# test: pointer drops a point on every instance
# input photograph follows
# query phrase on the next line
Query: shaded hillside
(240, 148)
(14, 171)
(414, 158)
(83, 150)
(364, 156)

==================================================

▶ **OBJECTIF**: Recopiez intégralement la liste ci-dessus, en reproduisant chaque ligne sans la moindre modification.

▶ **RÉPONSE DE L'EXERCICE**:
# test: pointer drops a point on every instance
# input photograph follows
# query phrase on the next line
Query: shaded hillside
(240, 148)
(14, 171)
(414, 158)
(83, 150)
(364, 156)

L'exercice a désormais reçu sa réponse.